RECORD EXCERPTS:

╭──

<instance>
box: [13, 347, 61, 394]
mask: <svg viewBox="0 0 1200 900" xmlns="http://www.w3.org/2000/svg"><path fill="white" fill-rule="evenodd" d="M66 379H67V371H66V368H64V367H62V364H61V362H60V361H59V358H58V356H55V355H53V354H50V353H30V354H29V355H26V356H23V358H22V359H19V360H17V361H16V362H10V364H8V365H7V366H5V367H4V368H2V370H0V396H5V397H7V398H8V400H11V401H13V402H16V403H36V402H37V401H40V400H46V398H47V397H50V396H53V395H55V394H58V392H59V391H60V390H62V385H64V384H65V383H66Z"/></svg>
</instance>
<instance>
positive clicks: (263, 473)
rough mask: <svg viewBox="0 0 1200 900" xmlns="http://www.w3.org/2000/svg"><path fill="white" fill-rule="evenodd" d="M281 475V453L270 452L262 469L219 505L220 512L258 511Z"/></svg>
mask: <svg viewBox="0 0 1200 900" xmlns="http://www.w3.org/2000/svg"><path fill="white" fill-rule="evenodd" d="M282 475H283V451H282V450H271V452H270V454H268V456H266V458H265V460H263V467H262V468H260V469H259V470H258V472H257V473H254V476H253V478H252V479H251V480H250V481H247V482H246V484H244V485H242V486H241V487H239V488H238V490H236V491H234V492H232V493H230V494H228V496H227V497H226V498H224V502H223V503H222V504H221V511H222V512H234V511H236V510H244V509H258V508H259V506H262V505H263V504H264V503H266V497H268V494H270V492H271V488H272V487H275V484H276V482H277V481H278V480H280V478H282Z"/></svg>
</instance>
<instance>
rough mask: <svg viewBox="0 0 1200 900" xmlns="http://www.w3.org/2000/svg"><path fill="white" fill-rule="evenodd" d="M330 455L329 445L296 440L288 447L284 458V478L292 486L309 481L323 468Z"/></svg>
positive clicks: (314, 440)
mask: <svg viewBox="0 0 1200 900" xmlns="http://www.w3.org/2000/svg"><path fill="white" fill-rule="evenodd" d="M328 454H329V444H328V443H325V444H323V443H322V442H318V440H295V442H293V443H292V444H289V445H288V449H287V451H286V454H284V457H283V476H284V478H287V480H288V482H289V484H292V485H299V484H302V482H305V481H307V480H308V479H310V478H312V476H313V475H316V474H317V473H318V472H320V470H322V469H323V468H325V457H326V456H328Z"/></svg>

╰──
╭──

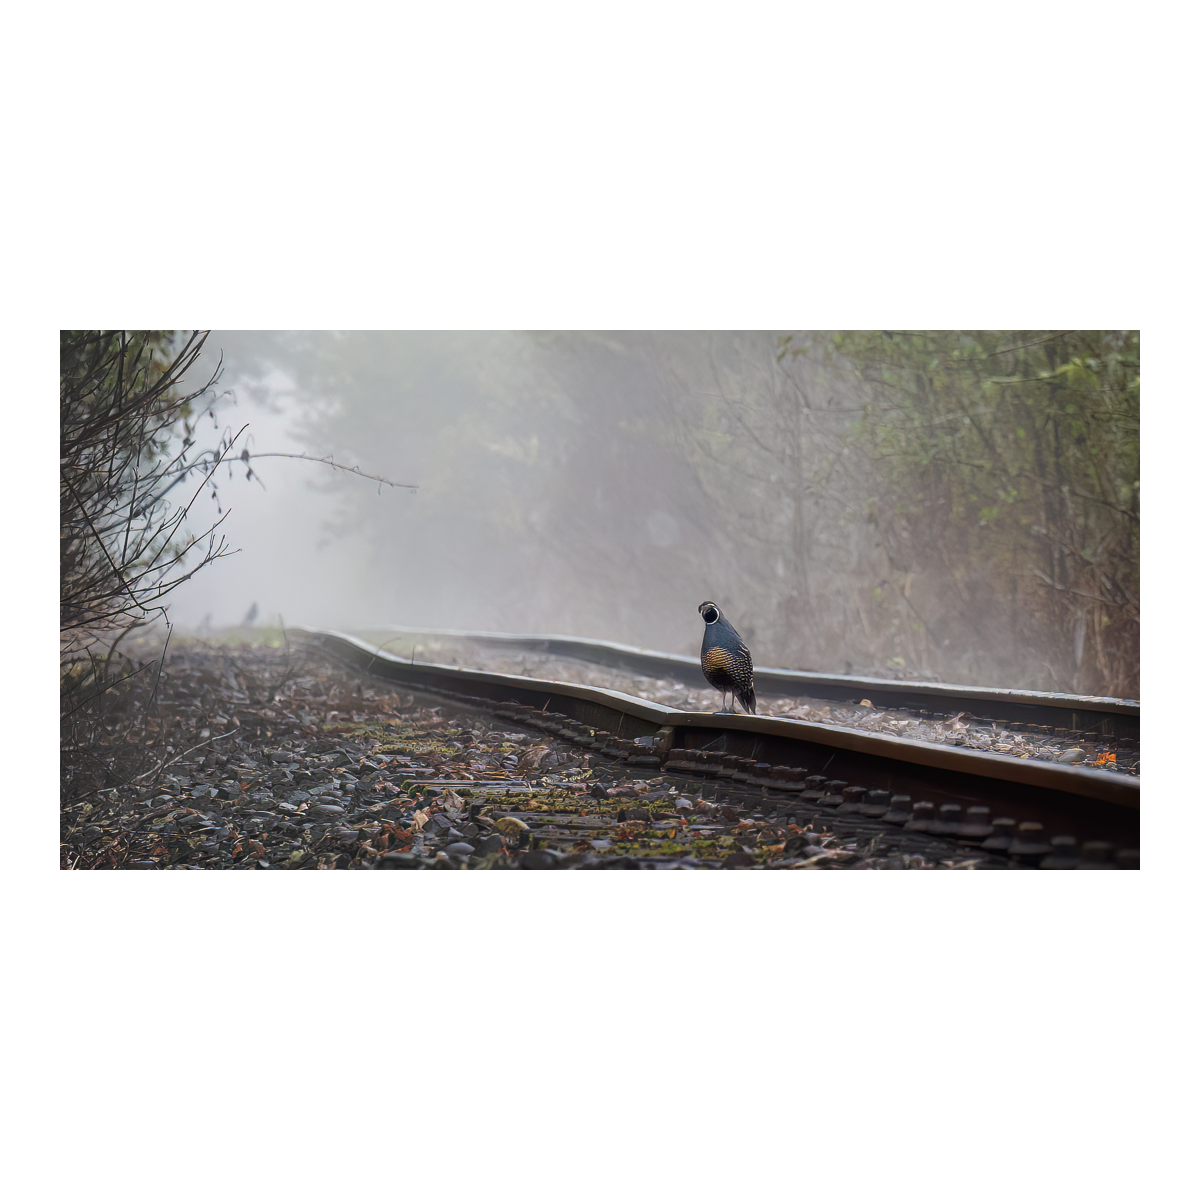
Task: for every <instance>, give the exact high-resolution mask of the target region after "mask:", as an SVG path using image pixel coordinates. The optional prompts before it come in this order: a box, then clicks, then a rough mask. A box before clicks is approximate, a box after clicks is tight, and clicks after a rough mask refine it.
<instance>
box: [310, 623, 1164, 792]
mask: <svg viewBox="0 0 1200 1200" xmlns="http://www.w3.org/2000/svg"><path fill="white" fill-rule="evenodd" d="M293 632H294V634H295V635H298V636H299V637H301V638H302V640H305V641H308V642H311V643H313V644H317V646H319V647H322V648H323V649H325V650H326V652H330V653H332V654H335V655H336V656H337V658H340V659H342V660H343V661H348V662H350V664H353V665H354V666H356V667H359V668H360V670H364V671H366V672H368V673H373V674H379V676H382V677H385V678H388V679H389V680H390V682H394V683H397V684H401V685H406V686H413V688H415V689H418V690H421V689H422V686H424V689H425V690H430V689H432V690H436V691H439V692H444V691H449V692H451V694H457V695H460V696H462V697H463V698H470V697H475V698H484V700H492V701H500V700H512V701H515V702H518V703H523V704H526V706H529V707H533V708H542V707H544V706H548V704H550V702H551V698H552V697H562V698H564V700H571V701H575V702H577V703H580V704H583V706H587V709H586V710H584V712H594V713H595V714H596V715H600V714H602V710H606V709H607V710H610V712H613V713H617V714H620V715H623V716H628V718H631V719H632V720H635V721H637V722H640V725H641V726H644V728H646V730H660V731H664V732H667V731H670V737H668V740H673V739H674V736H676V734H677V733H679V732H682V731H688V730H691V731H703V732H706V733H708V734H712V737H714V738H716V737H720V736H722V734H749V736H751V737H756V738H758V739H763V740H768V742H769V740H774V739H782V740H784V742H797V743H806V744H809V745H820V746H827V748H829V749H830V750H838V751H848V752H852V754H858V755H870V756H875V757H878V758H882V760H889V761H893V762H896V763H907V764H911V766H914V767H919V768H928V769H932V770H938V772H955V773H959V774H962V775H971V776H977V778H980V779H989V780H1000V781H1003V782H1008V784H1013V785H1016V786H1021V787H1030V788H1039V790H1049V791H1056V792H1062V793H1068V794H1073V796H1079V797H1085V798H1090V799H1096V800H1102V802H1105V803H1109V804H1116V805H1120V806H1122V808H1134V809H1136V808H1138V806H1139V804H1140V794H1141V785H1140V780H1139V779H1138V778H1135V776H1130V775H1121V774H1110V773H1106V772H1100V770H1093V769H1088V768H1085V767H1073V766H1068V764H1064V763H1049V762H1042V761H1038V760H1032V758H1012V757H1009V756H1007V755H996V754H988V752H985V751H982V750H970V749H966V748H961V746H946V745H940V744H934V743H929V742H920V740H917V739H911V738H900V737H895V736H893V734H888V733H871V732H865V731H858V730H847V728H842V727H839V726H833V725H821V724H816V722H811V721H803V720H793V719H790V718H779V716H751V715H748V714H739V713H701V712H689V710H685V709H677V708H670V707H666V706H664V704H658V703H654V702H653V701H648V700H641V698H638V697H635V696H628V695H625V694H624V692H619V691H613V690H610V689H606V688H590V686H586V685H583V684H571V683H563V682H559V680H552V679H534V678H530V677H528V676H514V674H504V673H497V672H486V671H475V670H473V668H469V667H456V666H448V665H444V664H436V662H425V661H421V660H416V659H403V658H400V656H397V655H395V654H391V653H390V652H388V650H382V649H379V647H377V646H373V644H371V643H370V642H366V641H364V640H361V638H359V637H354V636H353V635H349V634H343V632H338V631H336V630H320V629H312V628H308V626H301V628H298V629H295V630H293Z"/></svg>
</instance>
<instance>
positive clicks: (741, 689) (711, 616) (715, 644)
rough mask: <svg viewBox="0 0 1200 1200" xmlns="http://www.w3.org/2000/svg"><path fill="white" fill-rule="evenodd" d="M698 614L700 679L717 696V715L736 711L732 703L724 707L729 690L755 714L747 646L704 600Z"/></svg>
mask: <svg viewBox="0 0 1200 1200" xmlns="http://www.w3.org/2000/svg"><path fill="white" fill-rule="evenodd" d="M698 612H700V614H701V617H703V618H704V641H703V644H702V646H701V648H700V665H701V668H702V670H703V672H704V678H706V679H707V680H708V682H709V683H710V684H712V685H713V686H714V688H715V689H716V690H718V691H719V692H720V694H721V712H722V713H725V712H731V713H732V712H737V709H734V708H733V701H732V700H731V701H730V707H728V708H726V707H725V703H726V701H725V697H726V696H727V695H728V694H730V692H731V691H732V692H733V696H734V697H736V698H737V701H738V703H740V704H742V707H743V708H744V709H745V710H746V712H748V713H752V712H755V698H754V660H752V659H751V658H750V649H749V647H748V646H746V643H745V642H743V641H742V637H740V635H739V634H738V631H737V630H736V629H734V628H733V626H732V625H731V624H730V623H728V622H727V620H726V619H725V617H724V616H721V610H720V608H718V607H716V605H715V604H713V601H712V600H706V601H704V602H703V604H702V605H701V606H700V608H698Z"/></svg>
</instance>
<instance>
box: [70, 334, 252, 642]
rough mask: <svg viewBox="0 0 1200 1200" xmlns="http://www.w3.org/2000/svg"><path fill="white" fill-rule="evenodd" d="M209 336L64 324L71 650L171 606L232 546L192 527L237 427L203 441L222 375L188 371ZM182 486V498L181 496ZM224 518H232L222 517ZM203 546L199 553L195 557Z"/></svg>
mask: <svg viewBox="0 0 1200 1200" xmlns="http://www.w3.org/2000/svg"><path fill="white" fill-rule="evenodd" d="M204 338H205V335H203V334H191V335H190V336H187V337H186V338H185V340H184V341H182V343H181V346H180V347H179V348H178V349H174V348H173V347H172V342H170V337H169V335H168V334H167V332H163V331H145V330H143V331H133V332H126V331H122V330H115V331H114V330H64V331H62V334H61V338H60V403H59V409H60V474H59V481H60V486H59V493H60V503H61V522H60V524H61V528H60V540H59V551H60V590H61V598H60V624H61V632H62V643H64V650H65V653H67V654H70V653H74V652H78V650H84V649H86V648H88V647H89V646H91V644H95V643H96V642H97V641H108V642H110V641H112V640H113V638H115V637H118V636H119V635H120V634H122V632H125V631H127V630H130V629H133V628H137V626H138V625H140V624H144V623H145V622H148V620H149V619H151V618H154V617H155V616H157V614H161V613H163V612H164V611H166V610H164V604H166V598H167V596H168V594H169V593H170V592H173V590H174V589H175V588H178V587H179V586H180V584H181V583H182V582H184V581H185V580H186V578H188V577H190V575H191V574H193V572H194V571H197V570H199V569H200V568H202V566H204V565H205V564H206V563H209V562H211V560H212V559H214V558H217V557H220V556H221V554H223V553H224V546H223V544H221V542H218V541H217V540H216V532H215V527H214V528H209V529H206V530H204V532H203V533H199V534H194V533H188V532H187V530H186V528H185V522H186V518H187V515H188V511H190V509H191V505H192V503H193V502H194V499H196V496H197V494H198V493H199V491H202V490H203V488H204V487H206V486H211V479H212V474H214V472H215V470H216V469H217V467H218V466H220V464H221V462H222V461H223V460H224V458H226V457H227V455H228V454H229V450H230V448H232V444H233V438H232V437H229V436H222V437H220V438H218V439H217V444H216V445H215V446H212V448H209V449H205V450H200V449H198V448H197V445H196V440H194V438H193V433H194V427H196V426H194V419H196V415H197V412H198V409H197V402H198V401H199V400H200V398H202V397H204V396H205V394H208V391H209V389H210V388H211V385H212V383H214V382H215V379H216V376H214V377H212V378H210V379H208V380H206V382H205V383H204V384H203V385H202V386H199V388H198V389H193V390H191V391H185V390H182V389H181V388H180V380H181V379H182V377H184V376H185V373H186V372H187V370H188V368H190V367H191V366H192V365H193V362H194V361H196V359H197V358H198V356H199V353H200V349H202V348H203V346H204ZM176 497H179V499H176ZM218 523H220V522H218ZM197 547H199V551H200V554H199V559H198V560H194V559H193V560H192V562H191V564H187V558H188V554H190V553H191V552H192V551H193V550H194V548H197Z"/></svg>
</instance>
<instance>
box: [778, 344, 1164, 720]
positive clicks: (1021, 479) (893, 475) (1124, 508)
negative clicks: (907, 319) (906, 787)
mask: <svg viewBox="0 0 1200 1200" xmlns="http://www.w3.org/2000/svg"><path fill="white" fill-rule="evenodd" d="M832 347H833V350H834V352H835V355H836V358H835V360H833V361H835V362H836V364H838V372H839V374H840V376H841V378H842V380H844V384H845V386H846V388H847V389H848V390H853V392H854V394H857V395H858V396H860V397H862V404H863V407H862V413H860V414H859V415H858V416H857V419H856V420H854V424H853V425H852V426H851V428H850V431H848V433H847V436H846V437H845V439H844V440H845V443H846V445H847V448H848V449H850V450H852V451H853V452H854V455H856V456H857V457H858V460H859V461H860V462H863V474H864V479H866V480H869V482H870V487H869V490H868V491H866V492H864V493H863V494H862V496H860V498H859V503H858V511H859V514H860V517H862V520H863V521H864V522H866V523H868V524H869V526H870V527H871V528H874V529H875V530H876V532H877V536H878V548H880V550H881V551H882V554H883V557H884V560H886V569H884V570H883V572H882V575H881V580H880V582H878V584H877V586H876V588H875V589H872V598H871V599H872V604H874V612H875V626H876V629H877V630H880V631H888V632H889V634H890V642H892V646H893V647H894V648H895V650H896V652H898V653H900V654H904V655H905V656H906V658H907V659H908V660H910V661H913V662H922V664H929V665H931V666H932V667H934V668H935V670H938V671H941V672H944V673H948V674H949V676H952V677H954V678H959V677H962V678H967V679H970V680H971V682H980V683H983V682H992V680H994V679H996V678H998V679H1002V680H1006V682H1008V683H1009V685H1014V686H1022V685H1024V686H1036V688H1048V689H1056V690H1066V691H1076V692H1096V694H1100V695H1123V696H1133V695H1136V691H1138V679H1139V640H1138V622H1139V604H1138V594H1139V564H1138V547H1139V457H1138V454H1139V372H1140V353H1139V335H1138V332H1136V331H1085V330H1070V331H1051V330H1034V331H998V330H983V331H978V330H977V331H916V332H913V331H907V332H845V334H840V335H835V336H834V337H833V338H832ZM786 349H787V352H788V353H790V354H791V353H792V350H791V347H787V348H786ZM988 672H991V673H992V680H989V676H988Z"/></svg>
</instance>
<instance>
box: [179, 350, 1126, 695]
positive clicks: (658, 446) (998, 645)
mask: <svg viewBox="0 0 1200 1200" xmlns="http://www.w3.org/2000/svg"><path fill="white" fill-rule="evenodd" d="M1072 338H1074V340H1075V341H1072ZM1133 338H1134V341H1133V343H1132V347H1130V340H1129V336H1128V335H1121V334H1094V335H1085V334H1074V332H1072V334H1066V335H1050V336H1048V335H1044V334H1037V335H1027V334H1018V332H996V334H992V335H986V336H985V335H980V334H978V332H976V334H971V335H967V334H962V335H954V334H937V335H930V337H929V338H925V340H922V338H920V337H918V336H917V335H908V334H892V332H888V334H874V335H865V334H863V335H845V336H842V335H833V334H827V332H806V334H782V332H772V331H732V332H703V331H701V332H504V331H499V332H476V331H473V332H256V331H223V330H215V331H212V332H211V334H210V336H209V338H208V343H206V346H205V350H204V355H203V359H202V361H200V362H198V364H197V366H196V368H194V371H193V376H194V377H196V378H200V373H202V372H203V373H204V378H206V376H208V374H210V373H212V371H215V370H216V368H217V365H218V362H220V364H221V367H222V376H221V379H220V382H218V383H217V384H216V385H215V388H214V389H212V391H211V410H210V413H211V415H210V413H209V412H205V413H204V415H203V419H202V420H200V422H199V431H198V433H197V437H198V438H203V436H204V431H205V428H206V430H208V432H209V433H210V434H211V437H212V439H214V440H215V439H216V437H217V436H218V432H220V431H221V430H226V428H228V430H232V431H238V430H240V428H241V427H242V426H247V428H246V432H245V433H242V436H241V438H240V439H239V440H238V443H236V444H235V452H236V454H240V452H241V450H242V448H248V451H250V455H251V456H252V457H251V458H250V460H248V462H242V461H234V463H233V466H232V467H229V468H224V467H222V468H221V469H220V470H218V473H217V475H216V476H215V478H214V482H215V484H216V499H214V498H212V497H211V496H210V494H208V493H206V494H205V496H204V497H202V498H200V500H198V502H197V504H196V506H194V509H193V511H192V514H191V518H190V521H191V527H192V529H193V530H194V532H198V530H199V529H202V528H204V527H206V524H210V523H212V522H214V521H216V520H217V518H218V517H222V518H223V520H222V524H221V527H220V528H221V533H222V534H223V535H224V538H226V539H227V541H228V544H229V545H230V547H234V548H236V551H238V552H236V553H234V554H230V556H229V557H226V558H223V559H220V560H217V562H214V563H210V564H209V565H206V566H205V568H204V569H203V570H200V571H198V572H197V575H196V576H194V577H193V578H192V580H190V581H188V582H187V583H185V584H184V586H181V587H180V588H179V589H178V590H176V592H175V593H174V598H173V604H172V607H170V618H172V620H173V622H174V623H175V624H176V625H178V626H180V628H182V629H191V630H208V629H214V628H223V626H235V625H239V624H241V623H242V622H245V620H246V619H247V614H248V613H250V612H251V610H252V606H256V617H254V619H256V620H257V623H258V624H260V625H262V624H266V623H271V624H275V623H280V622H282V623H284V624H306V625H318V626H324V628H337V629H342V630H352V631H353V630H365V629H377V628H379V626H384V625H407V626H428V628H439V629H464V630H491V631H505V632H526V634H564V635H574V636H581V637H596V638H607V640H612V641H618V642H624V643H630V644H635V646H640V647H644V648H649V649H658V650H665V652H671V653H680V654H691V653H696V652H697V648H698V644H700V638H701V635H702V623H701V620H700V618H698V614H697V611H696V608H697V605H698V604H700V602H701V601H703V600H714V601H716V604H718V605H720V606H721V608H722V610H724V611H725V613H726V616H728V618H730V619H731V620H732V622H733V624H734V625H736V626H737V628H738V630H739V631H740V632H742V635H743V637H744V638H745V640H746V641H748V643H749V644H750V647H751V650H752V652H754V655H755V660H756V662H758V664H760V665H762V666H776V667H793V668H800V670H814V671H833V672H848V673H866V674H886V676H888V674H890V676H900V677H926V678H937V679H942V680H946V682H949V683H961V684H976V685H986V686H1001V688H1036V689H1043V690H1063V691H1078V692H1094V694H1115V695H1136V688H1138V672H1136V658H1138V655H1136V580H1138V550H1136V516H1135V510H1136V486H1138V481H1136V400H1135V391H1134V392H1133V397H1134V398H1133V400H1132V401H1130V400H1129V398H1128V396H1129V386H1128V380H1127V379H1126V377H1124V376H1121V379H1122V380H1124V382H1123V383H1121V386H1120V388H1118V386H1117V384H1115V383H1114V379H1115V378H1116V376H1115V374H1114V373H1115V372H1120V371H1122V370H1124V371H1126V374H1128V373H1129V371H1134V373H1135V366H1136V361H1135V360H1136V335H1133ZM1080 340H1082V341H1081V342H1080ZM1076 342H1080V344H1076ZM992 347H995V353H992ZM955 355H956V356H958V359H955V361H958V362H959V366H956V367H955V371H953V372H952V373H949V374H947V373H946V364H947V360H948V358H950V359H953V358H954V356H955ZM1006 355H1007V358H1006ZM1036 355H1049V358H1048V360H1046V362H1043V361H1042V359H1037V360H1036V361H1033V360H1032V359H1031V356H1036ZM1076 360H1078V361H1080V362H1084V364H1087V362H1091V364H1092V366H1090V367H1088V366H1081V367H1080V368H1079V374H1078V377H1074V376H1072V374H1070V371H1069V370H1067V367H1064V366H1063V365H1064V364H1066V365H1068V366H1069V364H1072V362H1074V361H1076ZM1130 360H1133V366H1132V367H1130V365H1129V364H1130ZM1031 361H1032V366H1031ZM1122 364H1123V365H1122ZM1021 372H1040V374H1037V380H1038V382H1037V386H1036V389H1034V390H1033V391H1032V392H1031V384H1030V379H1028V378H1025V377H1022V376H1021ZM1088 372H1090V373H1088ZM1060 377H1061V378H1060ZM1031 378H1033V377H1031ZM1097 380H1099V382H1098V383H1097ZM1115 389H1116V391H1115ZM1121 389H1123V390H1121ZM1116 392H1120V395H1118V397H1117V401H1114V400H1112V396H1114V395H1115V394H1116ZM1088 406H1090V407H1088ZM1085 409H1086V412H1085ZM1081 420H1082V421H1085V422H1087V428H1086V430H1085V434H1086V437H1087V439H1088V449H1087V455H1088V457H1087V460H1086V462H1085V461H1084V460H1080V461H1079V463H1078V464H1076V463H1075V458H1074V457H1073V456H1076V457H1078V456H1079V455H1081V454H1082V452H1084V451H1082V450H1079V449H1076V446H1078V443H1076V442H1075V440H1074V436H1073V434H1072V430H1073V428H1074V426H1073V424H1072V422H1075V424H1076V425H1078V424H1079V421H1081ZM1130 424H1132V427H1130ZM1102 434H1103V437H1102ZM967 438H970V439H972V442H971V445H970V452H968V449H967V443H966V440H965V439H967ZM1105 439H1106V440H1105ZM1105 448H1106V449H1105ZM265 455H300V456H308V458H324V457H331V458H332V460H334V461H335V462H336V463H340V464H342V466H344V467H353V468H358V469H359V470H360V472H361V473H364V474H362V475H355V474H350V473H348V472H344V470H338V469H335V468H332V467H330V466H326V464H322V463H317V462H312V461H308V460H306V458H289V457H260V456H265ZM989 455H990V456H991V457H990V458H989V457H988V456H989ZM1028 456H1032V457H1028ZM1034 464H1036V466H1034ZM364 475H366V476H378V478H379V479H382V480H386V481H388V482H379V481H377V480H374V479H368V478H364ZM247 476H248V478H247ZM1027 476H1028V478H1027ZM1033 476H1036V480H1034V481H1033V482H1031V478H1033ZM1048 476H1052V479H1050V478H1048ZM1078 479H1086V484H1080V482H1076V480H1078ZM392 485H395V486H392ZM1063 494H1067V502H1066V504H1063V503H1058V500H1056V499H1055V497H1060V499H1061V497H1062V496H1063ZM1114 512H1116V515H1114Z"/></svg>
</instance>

╰──

TASK STATEMENT: The lines above starting at the one that contains "box: [778, 344, 1164, 720]" and ending at the one that contains "positive clicks: (1021, 479)" must be transcribed exactly, and no other lines may appear.

THE COMPLETED TASK:
box: [778, 344, 1164, 720]
positive clicks: (1021, 479) (893, 475) (1124, 508)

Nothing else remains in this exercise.